>> Begin
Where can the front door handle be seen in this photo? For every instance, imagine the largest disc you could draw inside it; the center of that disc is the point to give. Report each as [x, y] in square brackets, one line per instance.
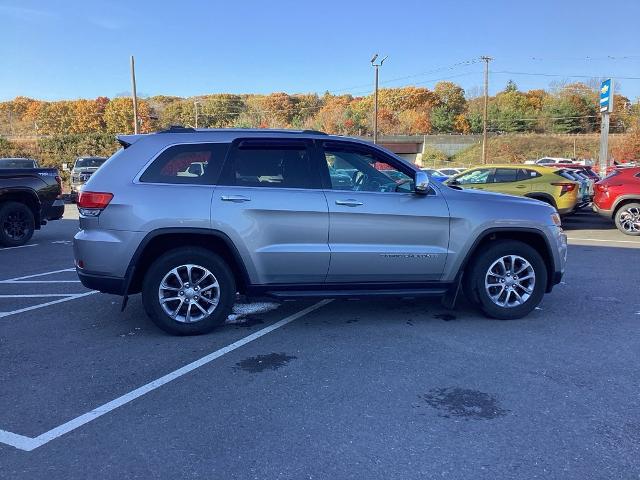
[350, 202]
[235, 198]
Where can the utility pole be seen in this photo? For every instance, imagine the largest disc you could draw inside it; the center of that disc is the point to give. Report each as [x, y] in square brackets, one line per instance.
[606, 107]
[134, 95]
[375, 96]
[195, 105]
[485, 115]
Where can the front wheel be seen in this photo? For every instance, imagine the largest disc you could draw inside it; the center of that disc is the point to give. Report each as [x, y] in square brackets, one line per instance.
[188, 291]
[628, 219]
[507, 280]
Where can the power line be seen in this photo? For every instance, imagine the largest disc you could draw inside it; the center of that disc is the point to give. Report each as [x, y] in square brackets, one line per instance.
[563, 75]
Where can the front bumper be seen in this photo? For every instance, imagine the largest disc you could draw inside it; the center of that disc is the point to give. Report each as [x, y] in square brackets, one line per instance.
[102, 283]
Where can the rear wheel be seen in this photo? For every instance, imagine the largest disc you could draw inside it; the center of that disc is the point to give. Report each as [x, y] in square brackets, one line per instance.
[507, 280]
[628, 219]
[17, 224]
[188, 291]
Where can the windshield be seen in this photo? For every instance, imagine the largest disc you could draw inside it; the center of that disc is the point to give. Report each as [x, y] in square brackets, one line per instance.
[17, 163]
[89, 162]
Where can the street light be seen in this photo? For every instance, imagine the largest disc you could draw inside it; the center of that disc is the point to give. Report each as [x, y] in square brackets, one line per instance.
[375, 95]
[195, 106]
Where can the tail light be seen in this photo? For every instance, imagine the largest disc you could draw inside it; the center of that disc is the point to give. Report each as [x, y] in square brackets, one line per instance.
[59, 182]
[566, 187]
[90, 204]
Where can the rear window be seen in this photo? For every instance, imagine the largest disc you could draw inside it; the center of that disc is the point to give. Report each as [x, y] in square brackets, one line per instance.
[503, 175]
[527, 174]
[17, 163]
[270, 164]
[196, 164]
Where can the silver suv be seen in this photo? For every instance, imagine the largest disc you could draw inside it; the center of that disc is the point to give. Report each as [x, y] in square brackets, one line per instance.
[192, 217]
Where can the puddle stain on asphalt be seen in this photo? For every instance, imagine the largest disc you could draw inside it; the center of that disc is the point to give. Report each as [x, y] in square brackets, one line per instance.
[260, 363]
[247, 322]
[447, 317]
[464, 403]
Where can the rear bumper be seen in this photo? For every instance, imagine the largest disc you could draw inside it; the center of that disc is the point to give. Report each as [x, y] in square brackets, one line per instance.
[55, 211]
[602, 211]
[102, 283]
[566, 211]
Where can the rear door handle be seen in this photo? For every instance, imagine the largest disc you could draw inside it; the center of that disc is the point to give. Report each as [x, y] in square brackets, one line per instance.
[235, 198]
[349, 203]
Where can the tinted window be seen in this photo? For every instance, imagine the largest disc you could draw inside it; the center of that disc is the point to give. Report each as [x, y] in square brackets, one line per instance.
[17, 163]
[474, 176]
[89, 162]
[279, 164]
[362, 170]
[197, 164]
[526, 174]
[503, 175]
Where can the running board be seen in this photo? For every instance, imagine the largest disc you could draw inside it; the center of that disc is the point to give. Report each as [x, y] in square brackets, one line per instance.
[411, 292]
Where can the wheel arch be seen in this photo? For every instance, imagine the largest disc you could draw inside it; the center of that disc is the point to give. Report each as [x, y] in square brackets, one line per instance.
[26, 196]
[160, 241]
[622, 201]
[530, 236]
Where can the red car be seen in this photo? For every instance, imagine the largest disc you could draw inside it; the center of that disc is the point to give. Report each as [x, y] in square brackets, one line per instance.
[618, 197]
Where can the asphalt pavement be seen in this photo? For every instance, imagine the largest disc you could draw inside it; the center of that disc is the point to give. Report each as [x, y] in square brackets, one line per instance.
[394, 388]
>> End
### Task
Will you set down the records word for word while leaving out every picture?

### Complete response
Where can the front door handle be seen in this photo? For every instance, imagine the largest disc you could draw inside it; the center of that disc is the point to give. Report each as [x, y] in square brackets, one line per instance.
[350, 202]
[235, 198]
Where can the utility pole be seen in this photo? For every instance, imagine the largest disc you could draw inside it; the center of that disc is the point to give. Report each as [x, y] in square brackets, one line per instance.
[606, 107]
[134, 95]
[375, 96]
[195, 105]
[485, 115]
Where can the front wheel be seen in this photo? For every instance, imagine the largest disc you could draw inside it; the center of that disc is the point to give. Report each as [x, y] in square brackets, one line per instance.
[188, 291]
[628, 219]
[507, 280]
Where can the power line be seen in this photo? For every instance, imagine the largest disc you could draw inside it; the center of that disc is the point to give. Report each as [x, y] in square brackets, one line per instance.
[563, 75]
Where can the front bumper be seen in this photo? For every instance, imagine the largest disc you could draw inside it; the center of that disc is the point to give. Report each as [x, y] in square brackets, one line per instance.
[102, 283]
Where can the rear wheel be seen in this photo? For every instance, imagine the largest disc you could draw inside it; the center of that disc is the point to give. Report each as [x, y] in square brackets, one line per instance.
[507, 280]
[628, 219]
[17, 224]
[188, 291]
Where can the windshield be seen in this photo? For every instance, imagine the largest disc you could draw inside it; the center of that disc is the point to give. Report each as [x, y] in square brackets, one line per instance.
[17, 163]
[89, 162]
Where can the street light be seen in this photo? For every instance, imagine the largest disc you could draw inside it; the center of that disc is the point to give. Report each as [x, y] in square brackets, one line per instance.
[375, 95]
[195, 106]
Where can the tail light be seen in this photo? For every instance, imagine the largest disc you could draw inside it; the center of that disc is the point to give. Report each as [x, y] in square brackets, one line per instance.
[59, 182]
[566, 187]
[90, 204]
Where can the rear window be seen in this photo? For every instance, imagine the largest disc you could draw inside it; the center of that disc is the point to give. Report each as [x, y] in square brackets, one line per instance.
[503, 175]
[527, 174]
[17, 163]
[270, 164]
[196, 164]
Where can the silver suv be seen in this photo? For every instance, imagine the largest disc you could draw inside it; the center of that disc is the point to give. Report each as [x, y] in square brackets, one line per instance.
[192, 217]
Where can the puddle stain on asphalt be seen in this photo? For every instance, imagine the largest disc you could draw inside it; the center of that disc is the point to give. Report each as [x, y] in square brackets, one line per instance.
[260, 363]
[247, 322]
[447, 317]
[464, 403]
Where can the rear bumper be seen in this photo? For every instance, imagine the largest disc you could draw inside it; the center of that disc is the point to give. Report each as [x, y] in square brackets, one line per instance.
[55, 211]
[602, 211]
[102, 283]
[566, 211]
Where can the rear door handle be seen in this photo? For every instance, imagine the largest disc you could draw inside it; the center of that disc is the point to give. Report each as [x, y] in square brackets, one line per instance.
[235, 198]
[349, 203]
Where can the tinted window be seen in this photo? For every instance, imagine the largest disc you could draw inside it; the center of that disc is the point to give. Report each as [x, y] in square brackets, one line per instance.
[17, 163]
[474, 176]
[89, 162]
[279, 164]
[362, 170]
[197, 164]
[526, 174]
[503, 175]
Where can the running board be seen in this photo? For every instance, imagine the largest disc you could draw inside it; the center of that disc is the point to give. Report each as [x, y] in square brackets, one line per instance.
[411, 292]
Where can the wheel arch be seen in this photo? For every instance, imagine the largest disc you could draw inside it; the center of that disc is the point to give. Report each as [x, y] in square brackets, one line per instance.
[26, 196]
[160, 241]
[622, 201]
[530, 236]
Where can the red car be seen in this photo? For every instance, imagine the largest disc you could draw inside it; the center of that disc is the point to give. Report each as [x, y] in square brackets, one line per instance.
[618, 197]
Where can the asphalt pavement be seen in this photo? For every instance, imagine the largest disc you could draw inside it; the center of that disc is the point to give. Report each as [x, y] in square brackets, one line per instance.
[394, 388]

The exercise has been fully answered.